**Source text**
Start of Block
Chronic cocaine users have a hard time just saying no, and scientists working with addicted rats may have found out why. Even after the animals no longer regularly get the drug, their brains are still buzzing with a protein that seems to maintain the craving. If the results hold up in humans, the protein might provide a novel therapeutic target to fight drug relapse.
In cocaine addicts, the prefrontal cortex, a region important
for behavioral control, responds rapidly to thoughts of coke. Other
stimuli, like thoughts of food or sex, become less important.
End of Block
**Data for review**
Start of Block
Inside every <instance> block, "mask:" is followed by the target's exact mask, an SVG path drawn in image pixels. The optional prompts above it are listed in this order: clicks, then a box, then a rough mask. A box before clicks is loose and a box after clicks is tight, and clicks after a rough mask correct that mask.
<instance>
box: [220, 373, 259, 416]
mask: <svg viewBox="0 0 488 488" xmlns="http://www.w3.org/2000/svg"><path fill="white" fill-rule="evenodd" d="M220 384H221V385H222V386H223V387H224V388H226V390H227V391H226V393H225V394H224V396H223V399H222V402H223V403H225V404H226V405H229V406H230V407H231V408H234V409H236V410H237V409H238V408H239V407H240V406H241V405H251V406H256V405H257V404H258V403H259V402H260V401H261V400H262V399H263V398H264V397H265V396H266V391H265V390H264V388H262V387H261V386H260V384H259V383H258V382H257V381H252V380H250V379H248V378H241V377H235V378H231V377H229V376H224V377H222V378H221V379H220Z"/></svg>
End of Block
Start of Block
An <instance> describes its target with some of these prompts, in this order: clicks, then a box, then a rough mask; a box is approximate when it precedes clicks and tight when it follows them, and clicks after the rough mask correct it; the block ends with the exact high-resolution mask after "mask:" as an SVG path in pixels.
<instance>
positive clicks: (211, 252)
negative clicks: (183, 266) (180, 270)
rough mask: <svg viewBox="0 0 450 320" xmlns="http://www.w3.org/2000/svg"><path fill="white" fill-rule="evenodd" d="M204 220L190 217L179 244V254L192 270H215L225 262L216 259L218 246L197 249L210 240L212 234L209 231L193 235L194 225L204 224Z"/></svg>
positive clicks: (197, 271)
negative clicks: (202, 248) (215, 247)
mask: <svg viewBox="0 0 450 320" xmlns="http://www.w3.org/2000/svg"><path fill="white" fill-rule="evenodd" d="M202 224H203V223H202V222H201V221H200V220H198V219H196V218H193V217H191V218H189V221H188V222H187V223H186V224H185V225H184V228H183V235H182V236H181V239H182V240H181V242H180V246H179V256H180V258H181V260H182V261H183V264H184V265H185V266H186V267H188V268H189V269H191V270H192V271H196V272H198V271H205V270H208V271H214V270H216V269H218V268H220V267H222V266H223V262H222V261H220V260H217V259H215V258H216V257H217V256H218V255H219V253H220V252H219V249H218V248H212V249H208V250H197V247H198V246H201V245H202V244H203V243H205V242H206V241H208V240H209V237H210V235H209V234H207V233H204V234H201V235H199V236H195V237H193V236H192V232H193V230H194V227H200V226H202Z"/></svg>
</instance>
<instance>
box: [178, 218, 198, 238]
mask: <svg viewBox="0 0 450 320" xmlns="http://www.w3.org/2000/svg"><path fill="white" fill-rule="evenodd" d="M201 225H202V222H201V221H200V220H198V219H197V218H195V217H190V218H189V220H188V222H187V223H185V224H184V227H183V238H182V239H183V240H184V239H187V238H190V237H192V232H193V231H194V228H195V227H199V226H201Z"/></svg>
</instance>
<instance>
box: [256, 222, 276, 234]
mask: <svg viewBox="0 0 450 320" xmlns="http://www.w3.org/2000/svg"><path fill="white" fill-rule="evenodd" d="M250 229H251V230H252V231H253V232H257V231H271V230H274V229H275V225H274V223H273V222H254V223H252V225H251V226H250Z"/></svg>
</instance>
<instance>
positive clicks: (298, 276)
End of Block
Start of Block
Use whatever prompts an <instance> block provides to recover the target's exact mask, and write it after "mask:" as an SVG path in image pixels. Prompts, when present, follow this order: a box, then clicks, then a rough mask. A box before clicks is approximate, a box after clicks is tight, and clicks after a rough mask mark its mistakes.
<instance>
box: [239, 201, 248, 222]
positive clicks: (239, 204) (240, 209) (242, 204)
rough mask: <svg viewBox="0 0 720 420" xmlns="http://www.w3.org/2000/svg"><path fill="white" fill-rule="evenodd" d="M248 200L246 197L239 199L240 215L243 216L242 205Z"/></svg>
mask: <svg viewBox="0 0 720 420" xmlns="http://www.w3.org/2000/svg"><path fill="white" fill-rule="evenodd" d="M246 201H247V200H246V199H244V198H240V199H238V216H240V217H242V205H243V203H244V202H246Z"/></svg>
End of Block
**What to work on**
Can you reproduce the passage on cocaine cravings word for word, from start to end? Work only from the passage on cocaine cravings and ignore the entries.

**Exercise result**
Chronic cocaine users have a hard time just saying no, and scientists working with addicted rats may have found out why. Even after the animals no longer regularly get the drug, their brains are still buzzing with a protein that seems to maintain the craving. If the results hold up in humans, the protein might provide a novel therapeutic target to fight drug relapse.
In cocaine addicts, the prefrontal cortex, a region important
for behavioral control, responds rapidly to thoughts of coke. Other
stimuli, like thoughts of food or sex, become less important.